Set exercise
Retype the lines below word for word, starting at the line containing "Please place a point on the shoreline" and ending at the line containing "column 695, row 94". Include both of those lines.

(Dataset rows showing where objects appear)

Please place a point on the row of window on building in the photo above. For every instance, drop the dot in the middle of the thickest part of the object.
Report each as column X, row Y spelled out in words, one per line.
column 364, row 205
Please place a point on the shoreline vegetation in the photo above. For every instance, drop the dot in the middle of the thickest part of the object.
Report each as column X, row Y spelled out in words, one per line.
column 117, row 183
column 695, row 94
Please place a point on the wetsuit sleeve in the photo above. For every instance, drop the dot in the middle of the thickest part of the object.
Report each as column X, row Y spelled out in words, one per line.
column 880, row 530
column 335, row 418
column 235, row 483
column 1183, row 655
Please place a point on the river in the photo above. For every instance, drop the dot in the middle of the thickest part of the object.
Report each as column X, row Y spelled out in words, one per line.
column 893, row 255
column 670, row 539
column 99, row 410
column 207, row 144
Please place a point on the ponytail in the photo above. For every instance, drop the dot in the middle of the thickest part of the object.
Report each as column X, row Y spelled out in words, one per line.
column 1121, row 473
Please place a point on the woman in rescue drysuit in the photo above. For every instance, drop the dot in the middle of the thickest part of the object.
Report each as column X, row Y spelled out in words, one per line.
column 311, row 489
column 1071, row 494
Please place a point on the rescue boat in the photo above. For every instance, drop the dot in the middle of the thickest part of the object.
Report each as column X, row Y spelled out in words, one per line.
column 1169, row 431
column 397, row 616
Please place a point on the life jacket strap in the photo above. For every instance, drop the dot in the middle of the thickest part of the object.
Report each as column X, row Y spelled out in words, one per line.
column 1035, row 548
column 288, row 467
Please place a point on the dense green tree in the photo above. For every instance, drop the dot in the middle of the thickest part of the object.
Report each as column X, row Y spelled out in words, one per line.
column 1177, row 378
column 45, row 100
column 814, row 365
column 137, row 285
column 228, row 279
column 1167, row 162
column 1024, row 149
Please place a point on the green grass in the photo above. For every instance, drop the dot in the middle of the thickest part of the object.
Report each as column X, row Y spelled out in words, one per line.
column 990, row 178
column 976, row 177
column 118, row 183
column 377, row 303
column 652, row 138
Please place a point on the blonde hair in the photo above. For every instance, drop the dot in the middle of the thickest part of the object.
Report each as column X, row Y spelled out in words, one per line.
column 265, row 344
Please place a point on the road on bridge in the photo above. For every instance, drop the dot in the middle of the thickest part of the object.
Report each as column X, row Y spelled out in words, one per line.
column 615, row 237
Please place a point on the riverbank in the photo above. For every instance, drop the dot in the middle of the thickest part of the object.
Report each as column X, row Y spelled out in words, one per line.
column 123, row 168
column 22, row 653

Full response
Please place a point on the shoreline vegetation in the photo above. For every instance, drop the dot in the middle of the thickest part of the object.
Report each as column X, row Y spelled out in words, one per line.
column 117, row 183
column 695, row 94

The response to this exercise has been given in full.